##### DATASET ENTRIES

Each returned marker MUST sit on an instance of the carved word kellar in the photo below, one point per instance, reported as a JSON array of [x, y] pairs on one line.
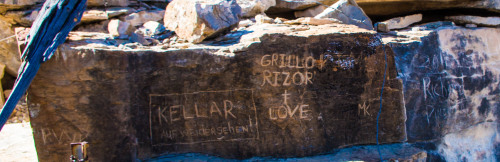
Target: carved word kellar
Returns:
[[202, 117]]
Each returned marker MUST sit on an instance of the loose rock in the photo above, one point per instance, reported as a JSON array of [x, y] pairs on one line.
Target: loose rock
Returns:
[[478, 20], [294, 5], [348, 12], [109, 3], [263, 19], [139, 18], [250, 8], [151, 28], [196, 20], [120, 29], [139, 37], [398, 23], [311, 12]]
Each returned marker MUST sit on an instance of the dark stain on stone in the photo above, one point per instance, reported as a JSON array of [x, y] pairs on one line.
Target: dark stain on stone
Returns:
[[484, 107], [474, 84]]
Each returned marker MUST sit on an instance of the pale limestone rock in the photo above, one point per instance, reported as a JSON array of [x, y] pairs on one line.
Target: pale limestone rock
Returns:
[[478, 20], [311, 12], [139, 18], [315, 21], [139, 37], [263, 19], [120, 29], [151, 28], [100, 3], [21, 2], [348, 12], [295, 5], [398, 22], [195, 20], [245, 23], [250, 8]]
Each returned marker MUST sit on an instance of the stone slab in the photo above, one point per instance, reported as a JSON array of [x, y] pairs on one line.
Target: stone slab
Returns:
[[287, 95]]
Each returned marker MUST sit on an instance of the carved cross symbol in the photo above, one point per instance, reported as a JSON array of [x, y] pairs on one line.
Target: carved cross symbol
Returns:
[[364, 108]]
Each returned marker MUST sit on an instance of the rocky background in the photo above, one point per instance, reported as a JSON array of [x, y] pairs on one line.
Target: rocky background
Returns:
[[443, 61]]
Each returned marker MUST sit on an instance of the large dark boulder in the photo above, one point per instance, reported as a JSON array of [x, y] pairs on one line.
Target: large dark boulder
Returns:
[[292, 93]]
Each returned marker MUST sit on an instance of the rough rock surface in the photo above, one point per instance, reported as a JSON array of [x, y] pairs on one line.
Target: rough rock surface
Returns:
[[404, 7], [9, 54], [478, 20], [348, 12], [109, 3], [139, 18], [195, 20], [120, 29], [295, 4], [311, 12], [293, 91], [451, 79], [398, 22], [250, 8]]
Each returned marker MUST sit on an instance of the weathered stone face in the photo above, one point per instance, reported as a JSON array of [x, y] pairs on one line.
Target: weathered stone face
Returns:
[[451, 82], [288, 95]]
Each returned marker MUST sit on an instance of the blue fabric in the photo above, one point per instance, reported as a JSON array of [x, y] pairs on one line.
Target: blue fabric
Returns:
[[50, 29]]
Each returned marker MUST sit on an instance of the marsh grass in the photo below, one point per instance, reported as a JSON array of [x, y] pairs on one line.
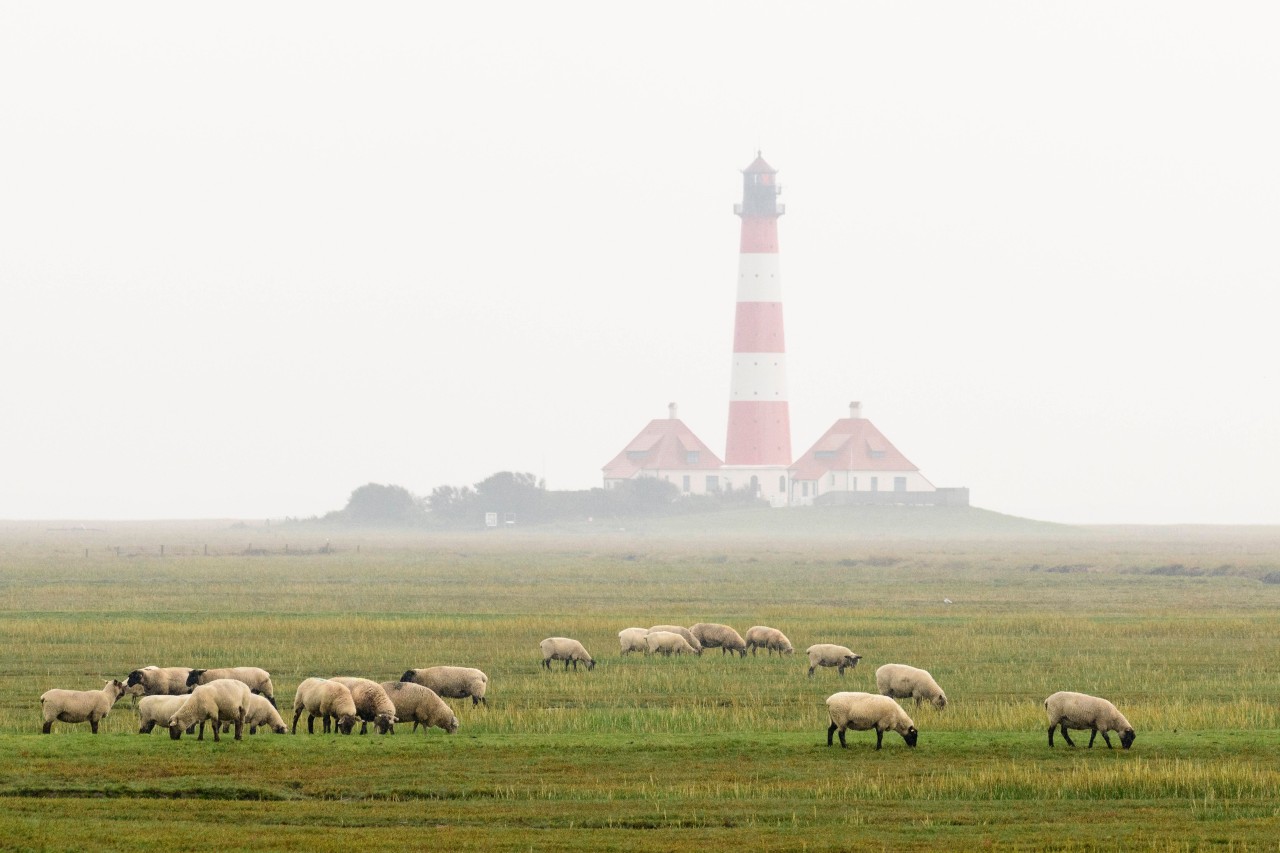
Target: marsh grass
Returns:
[[716, 751]]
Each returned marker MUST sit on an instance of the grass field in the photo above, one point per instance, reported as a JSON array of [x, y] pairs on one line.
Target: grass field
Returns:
[[1178, 626]]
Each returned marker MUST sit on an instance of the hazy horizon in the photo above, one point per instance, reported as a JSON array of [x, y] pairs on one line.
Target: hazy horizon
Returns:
[[255, 256]]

##########

* **WHAT IS BEING ASKED**
Print all the entries exactly as they appear, without the pictures.

* **SOLUTION TO THE EXERCISE**
Each returned marker MUST sit on an instance of the carved word kellar in the photo below, one point per instance, reported as a JSON array of [x, y] pairs on one line.
Target: carved word kellar
Returns:
[[202, 117]]
Each returned marker MUST sit on an instance of the loose rock in the photo above, one point per instance, reported as a JSON array of [x, y] pairs on one line.
Target: loose rock
Returns:
[[478, 20], [294, 5], [348, 12], [109, 3], [263, 19], [139, 18], [250, 8], [151, 28], [196, 20], [120, 29], [139, 37], [398, 23], [311, 12]]
Each returned marker MUST sit on an instance of the dark stain on stone in the photo above, one point per instance, reported as a JSON array of [x, y] pairs on one line.
Target: dark stain on stone
Returns:
[[484, 107], [474, 84]]
Each returned marker MUST sit on an instance of the pale limestone rock in the photo above, one point per instance, reported as a JSON array of [x, y] pairs on one line.
Target: pale limestone rock
Returns:
[[478, 20], [311, 12], [139, 18], [315, 21], [139, 37], [263, 19], [120, 29], [151, 28], [100, 3], [21, 2], [348, 12], [295, 5], [398, 22], [195, 20], [245, 23], [250, 8]]
Each returned marker MUST sit on an instance of the stone slab in the photo above, one point per instance, reported as a JSON array of [x, y] pairs on one line.
Target: stone slab
Returns:
[[287, 95]]
Each returned marker MUST sit on an instance of the carved cross symbol in the photo above, one point per instance, reported as a JSON array of [x, y] pairs on one line.
Target: carved cross symbol
Returns:
[[364, 108]]
Each returned marker MUST sit on an instance of the rocky background in the photo above, one point per instance, reported as a JSON array of [x, y] pairs on one line.
Target: rocky background
Returns:
[[443, 61]]
Each returned marker MUST sit on an instance of the large dark boulder in the photo above, one point per instance, reported as a JSON array of [x, y] pairs on one line.
Target: large dark boulder
Returns:
[[292, 93]]
Each returned marker MUST sit on an instance of the rough rock surface in the photo above, one point per instance, reported as a JSON array of [x, y] pairs on one line.
Target: rough rock surface
Returns:
[[404, 7], [9, 54], [478, 20], [348, 12], [109, 3], [139, 18], [195, 20], [120, 29], [295, 4], [311, 12], [293, 91], [451, 79], [398, 22], [250, 8]]
Each returned marker MUST sit on an instance of the weathered stone face in the photo above, one point per instance, reported as a JSON array of [x, y] pairs on one line.
Target: weathered stone face
Returns:
[[451, 82], [288, 95]]
Each returned marker MUST sit on an instance of the blue fabric in the photo above, one point per instance, reported as a JSON array of [x, y] pairs on one line.
Target: blue fabric
Returns:
[[50, 29]]
Each returned marker MUST sit on an instance of the marsh grass in the photo below, one point per instance, reported as a JSON array of [x, y] pairs on one line.
Target: marsh grass
Returns:
[[716, 751]]
Each returned marker MUST sit on an instance of the grass field in the photo above, one point per instance, reported as a JSON array of [x, y] pairs on one line.
Target: grass field
Returns:
[[1178, 626]]
Each returned marker MUST sit on an instance of the hazy horizon in the photo above, one point per instance, reported as a JSON array of [x, y] pairs on one line.
Target: hazy horizon
Returns:
[[255, 256]]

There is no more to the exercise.